(RECORD EXTRACTS)

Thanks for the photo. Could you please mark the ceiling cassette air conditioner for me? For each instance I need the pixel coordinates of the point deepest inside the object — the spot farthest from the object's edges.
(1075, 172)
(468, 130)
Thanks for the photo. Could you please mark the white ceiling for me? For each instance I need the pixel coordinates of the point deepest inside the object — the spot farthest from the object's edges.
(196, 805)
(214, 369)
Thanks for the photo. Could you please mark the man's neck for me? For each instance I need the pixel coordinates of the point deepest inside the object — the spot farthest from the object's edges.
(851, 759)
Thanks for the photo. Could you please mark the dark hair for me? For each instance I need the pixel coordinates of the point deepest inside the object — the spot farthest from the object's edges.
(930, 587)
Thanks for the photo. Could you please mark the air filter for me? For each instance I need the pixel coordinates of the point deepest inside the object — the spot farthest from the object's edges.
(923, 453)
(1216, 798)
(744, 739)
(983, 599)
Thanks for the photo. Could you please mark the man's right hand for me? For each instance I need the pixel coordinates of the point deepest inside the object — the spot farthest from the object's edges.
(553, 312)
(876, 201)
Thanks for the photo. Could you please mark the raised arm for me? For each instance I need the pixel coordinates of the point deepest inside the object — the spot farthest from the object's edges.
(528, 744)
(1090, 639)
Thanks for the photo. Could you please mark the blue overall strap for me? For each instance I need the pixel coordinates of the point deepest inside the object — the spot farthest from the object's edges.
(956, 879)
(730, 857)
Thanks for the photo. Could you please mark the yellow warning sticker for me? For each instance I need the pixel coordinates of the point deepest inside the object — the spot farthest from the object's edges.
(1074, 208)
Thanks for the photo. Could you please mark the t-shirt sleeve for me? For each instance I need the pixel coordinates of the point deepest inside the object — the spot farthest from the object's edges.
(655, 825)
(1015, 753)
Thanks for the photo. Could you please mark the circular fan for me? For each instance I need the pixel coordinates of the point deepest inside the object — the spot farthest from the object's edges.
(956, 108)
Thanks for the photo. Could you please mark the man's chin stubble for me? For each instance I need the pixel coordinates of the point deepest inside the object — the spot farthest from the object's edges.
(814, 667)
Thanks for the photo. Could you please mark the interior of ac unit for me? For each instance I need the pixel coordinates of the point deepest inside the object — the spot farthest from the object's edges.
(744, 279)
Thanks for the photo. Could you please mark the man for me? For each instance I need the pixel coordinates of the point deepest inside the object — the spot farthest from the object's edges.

(GIVEN EXERCISE) Please put every line of the material above into a JSON list of strings, one string per line, with blank lines left out.

(SOLUTION FOR THIS TASK)
[
  "Thanks for the photo. Could you please mark the ceiling cassette air conditioner for me? For each instance I need the pixel coordinates of the point deepest inside the object — the spot farthest from the object's edges.",
  "(1075, 172)",
  "(468, 130)",
  "Thanks for the photo. Could you please mark the white ceiling for me? For each instance I need the pixel coordinates of the point deepest inside the object — the spot farthest from the object's edges.",
  "(196, 805)",
  "(214, 369)",
  "Thanks for the photo. Could you please mark the man's neck for me? For each instance I need the pixel coordinates of the point deepest inside the object — the spot farthest from the object's edges.",
  "(851, 759)",
  "Thanks for the photo. Could you please mark the dark hair for me? For each instance I need the pixel coordinates of the point deepest inside the object — the spot farthest from the object's edges.",
  "(930, 587)",
  "Thanks for the photo. Could you please mark the air filter for me? For each instance I need the pixel coordinates of the point deepest inside the object — the spot farthest from the object's edges.",
  "(923, 453)",
  "(1216, 798)",
  "(744, 739)",
  "(983, 599)",
  "Thanks for the photo. Could you please mark the man's right hand for me? For each instance I need the pixel coordinates of the point deepest inside the object — the spot farthest from the object's edges.",
  "(553, 312)",
  "(876, 201)",
  "Thanks for the photo. Could you please mark the raised arm for me? For each instance I need the pixel coordinates of the point deepest inside the object — the spot farthest from the object's edges.",
  "(528, 744)",
  "(1090, 639)",
  "Thanks for the photo. Could you please mark the blue overall strap for me? For each instance I need the pixel coordinates of the point deepest inside the object — the spot farthest from the object's edges.",
  "(956, 879)",
  "(730, 857)",
  "Thanks for the photo. Could you please mark the yellow warning sticker for me? For each instance I need the pixel coordinates of the point deepest inside the object — the spot farthest from the object's edges.",
  "(1074, 208)",
  "Thanks for the photo. Could you please mark the t-shirt sleeve for me? For each instance I need the pixel coordinates of the point deepest inside the object — the spot farthest from the object's edges.",
  "(655, 825)",
  "(1015, 753)",
  "Thanks for the photo. Could you please mark the circular fan for me? For each instance I need the pixel coordinates of the point deepest inside the object — the spot farthest from the object's edges.",
  "(956, 108)",
  "Thanks for the photo. Could you please mark the man's chin stubble for me? For each instance I need the pixel coordinates of the point deepest inside the object — the spot farthest from the object's edges.",
  "(814, 667)",
  "Thanks for the photo. Could you please mark the interior of ac unit for me? For each instance I need the pixel coordinates of the point deepest inside the object — the spot farthest from the object's edges.",
  "(744, 279)",
  "Thanks for the photo. Could you please mark the man for me? For each instance I need the pixel coordinates of the point deepest inside the object — the spot farthest from the object's edges."
]